━━━ Records provided
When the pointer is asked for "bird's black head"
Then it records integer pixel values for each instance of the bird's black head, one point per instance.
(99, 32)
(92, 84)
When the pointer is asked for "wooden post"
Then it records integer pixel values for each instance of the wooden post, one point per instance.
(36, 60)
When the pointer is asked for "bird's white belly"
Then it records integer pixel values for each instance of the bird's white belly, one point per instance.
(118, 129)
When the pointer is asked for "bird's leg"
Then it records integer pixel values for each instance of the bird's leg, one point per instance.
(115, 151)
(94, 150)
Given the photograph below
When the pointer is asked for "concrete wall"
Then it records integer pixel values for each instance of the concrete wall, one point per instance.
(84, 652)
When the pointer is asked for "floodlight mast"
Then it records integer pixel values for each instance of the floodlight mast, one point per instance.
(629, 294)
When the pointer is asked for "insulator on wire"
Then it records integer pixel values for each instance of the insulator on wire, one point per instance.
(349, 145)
━━━━━━
# Task directions
Without changing a single character, write out all of the entries.

# Written answer
When the pointer is asked for "bird's black head"
Then it records integer pixel values for each instance of the bird's black head, one point per instance.
(99, 32)
(92, 84)
When the pointer is asked for "wooden post"
Then it records integer pixel values for each instance of the wooden post, one point per instance.
(36, 60)
When the pointer is asked for "bird's white belly"
Then it records integer pixel values for each instance of the bird's white belly, one point per instance.
(118, 129)
When the pointer is asked for "bird's leg"
Then it records integer pixel values for each instance of the bird's leg, one point per instance.
(115, 151)
(94, 150)
Given the photograph below
When the pointer is asked for "concrete wall"
Then it records integer pixel values for each instance of the concrete wall, one point per instance.
(84, 652)
When the pointer is asked for "floodlight mast"
Then it records integer pixel values for each instance of the floodlight mast, one point per instance.
(629, 294)
When the pointer is asked for "insulator on wire"
Then it records integer pixel values for each instance of the insulator on wire, one point per instance.
(349, 145)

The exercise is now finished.